### REQUIRED TASK
Every entry that follows needs to be repeated exactly.

(Collected data entries)
__________________________________________________
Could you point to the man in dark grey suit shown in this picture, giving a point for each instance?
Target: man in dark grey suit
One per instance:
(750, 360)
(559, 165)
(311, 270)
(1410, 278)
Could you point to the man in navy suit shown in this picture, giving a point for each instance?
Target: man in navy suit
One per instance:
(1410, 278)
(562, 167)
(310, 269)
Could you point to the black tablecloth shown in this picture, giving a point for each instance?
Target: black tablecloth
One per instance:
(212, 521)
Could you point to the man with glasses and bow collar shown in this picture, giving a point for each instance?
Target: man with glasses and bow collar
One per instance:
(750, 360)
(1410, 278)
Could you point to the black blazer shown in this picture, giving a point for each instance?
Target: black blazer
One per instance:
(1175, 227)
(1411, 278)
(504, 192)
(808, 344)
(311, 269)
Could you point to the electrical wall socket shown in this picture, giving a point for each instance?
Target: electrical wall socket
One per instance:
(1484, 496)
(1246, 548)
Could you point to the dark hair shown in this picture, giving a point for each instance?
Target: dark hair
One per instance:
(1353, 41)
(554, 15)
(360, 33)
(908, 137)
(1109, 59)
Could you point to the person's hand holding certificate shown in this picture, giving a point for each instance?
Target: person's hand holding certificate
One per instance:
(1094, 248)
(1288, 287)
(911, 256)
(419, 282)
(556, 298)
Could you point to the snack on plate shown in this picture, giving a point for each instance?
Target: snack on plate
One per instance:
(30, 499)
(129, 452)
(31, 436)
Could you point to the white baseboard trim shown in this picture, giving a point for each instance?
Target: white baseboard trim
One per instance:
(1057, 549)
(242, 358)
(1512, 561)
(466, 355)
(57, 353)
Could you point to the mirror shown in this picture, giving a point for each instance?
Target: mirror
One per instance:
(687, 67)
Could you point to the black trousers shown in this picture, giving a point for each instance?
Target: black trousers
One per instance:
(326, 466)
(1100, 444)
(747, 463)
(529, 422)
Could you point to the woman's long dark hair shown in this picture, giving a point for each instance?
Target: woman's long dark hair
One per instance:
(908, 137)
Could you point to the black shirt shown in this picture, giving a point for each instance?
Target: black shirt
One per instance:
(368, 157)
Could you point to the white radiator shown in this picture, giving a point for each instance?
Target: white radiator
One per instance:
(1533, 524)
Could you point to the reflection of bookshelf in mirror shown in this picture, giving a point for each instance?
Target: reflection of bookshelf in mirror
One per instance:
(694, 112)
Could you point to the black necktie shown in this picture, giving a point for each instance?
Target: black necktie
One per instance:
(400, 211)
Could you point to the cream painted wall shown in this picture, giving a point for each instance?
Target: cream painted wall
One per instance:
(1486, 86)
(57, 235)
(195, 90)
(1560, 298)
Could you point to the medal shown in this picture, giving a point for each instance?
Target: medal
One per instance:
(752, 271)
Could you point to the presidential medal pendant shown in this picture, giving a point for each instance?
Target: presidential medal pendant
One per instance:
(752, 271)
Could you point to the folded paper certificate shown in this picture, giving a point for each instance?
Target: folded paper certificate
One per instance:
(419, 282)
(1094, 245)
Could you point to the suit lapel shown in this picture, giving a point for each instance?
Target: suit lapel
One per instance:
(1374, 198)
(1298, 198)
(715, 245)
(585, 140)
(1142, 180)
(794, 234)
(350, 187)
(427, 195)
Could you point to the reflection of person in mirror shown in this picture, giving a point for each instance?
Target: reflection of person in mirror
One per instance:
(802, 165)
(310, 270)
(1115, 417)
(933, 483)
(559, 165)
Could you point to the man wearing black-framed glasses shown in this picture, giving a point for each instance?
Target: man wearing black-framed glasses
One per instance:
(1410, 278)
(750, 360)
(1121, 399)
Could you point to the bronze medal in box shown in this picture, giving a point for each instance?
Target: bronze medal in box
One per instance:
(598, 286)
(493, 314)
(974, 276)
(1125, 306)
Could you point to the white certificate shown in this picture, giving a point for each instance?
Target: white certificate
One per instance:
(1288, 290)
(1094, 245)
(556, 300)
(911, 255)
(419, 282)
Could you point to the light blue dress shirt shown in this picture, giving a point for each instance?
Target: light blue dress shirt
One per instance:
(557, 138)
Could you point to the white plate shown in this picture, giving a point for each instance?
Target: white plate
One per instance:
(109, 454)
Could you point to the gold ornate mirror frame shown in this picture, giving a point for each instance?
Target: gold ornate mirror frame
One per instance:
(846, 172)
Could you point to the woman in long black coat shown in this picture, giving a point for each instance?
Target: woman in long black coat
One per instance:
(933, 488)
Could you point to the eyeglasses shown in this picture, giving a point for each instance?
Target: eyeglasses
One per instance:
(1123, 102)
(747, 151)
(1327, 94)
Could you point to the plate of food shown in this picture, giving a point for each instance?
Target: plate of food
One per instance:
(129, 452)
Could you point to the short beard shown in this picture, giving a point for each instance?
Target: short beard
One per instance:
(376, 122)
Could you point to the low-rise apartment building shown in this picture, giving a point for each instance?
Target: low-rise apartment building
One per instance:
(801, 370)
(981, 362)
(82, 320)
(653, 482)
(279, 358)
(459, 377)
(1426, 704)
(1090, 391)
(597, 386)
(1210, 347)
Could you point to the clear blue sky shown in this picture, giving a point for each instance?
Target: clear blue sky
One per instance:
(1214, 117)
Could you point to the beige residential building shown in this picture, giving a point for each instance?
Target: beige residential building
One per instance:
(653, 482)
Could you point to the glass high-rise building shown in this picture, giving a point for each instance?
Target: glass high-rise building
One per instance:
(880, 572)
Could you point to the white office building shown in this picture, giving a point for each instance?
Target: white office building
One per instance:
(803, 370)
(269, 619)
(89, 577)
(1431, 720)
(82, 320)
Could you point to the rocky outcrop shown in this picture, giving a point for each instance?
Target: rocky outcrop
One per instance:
__________________________________________________
### WRITTEN ANSWER
Could you point to the man in dark grey suit shown in this picture, giving a point for each instance?
Target: man in dark grey suit
One per instance:
(750, 360)
(559, 165)
(311, 270)
(1410, 278)
Could you point to the man in navy suit shown in this picture, giving a point for each instance?
Target: man in navy suit
One per instance:
(1410, 278)
(562, 167)
(310, 269)
Could you point to the black tablecloth shown in this picture, giving a point for each instance?
Target: black tablecloth
One per instance:
(212, 521)
Could you point to the man with glasses and bow collar shown in this picture, giving a point for each instance?
Target: man with glasses and bow collar
One per instance:
(750, 360)
(1410, 278)
Could you point to the black blazer shown in this picture, giving a point for each instance?
Target: black blazer
One per instance:
(1175, 227)
(1411, 278)
(504, 192)
(808, 344)
(311, 269)
Could you point to the electrical wall socket shown in this picture, giving a point for each instance?
Target: electrical wall socket
One per instance:
(1484, 496)
(1246, 548)
Could you point to the dark hair shown in this picture, giving a point for each instance?
Target: dark hair
One per instance:
(1353, 41)
(554, 15)
(360, 33)
(908, 137)
(1109, 59)
Could you point to the person's hand holding certificate shown in this picture, giving a point for each instance?
Target: person's hand holding certificate
One per instance:
(1094, 248)
(1288, 287)
(911, 256)
(419, 282)
(556, 298)
Could you point to the snack on plate shown in this picture, giving a point for each instance?
Target: snack on plate
One per instance:
(30, 499)
(129, 452)
(31, 436)
Could you point to the white baseboard trim shown in this picture, giving a point for each instance?
Target: white baseboard trim
One per instance:
(1057, 549)
(242, 358)
(1512, 561)
(466, 355)
(57, 353)
Could you point to the mirror shown in this picture, giving a point for each instance?
Target: mirror
One per instance:
(687, 67)
Could you point to the black trousers shown in this picture, giving a point for each instance?
Target: black trousers
One per instance:
(326, 466)
(1100, 444)
(747, 463)
(529, 422)
Could you point to the woman's long dark hair shown in this picture, giving a point for each instance?
Target: woman's long dark hair
One per instance:
(908, 137)
Could you point to the black shirt shown in this picture, giving a point for each instance?
Target: black shirt
One per instance:
(368, 157)
Could you point to the white radiator shown in this picture, giving a point for each instance?
Target: white radiator
One per instance:
(1533, 524)
Could you point to the reflection of bookshelf in mirror shown in this picture, giving a point for each instance?
Target: reflection of bookshelf in mirror
One per instance:
(694, 112)
Could you point to the black necktie shown in this picture, giving a point for each instance?
Target: black necktie
One per instance:
(400, 211)
Could you point to the cream painted wall shown in this picture, giving a point for each instance?
Target: cream painted wall
One per instance:
(1486, 86)
(57, 235)
(195, 90)
(1560, 298)
Could you point to the medal shown in this picture, giving a point for each instance?
Target: medal
One per instance:
(752, 271)
Could you point to the presidential medal pendant shown in this picture, giving a point for each instance?
Target: presidential medal pendant
One per instance:
(752, 271)
Could you point to the folded paper certificate shown in this picture, giving a point for each instance?
Target: folded paper certificate
One per instance:
(419, 282)
(1094, 245)
Could you point to the suit lapel shown in this picture, giving a point for each instance?
Target: suit lapel
One per instance:
(1374, 198)
(1298, 198)
(715, 245)
(585, 140)
(1142, 180)
(794, 234)
(350, 187)
(427, 195)
Could you point to the reflection of person in mirror shown in this picture, giving a point for each instance?
Target: reflection of person in mirror
One per instance:
(802, 165)
(310, 270)
(1115, 417)
(933, 483)
(559, 165)
Could you point to the man wearing black-framed glasses shown in this picture, giving a point for each instance?
Target: man wearing black-framed glasses
One per instance:
(1410, 278)
(750, 360)
(1121, 399)
Could you point to the bronze medal in box shown in this picture, giving a point for each instance?
Target: bronze medal in box
One per instance:
(598, 286)
(493, 314)
(974, 276)
(1125, 306)
Could you point to the white certificate shown in this picture, giving a point for each instance?
Target: white certificate
One per instance:
(1288, 290)
(1094, 245)
(556, 300)
(911, 255)
(419, 282)
Could you point to the light blue dress shirt shown in this picture, giving a point for each instance?
Target: light blue dress shirt
One per instance:
(557, 138)
Could you point to the white plate shown in this picture, giving a point for each instance?
Target: white plate
One per instance:
(109, 454)
Could you point to the gold ornate mirror frame shown in this picture, giving a point for each instance?
Target: gold ornate mirror frame
One per instance:
(846, 172)
Could you point to the woman in long black coat shown in this picture, giving a point for each instance?
Target: woman in long black coat
One per instance:
(933, 488)
Could you point to the eyeglasses shown in this picture, giving a point for each instance?
Target: eyeglasses
One per instance:
(1123, 102)
(747, 151)
(1327, 94)
Could you point to the plate of food shown in this picture, giving a point for each instance?
Target: plate of food
One per instance:
(129, 452)
Could you point to the short beard shown in this picture, giving a point for each instance?
Target: short beard
One per instance:
(376, 122)
Could you point to the low-rise apartment building shown in this picture, giving a point for each instance?
Target: low-rise apartment building
One per instance:
(801, 370)
(981, 362)
(82, 320)
(653, 482)
(279, 358)
(459, 377)
(1426, 704)
(1090, 391)
(597, 386)
(1210, 347)
Could you point to the clear blue sky shown in this picture, giving a point for each instance?
Target: clear blue sky
One per instance:
(1214, 117)
Could you point to the beige residential building shown in this picture, giving a point for each instance?
Target: beige residential building
One per instance:
(653, 482)
Could you point to the glass high-rise building shown in this picture, giving a point for each instance?
Target: glass high-rise building
One per instance:
(880, 572)
Could you point to the white office building shown in this picture, giving a point for each instance?
Target: white office building
One per instance:
(803, 370)
(269, 619)
(89, 577)
(1431, 720)
(82, 320)
Could you point to the rocky outcrop shown in this picture, giving a point for each instance?
Target: rocky outcrop
One per instance:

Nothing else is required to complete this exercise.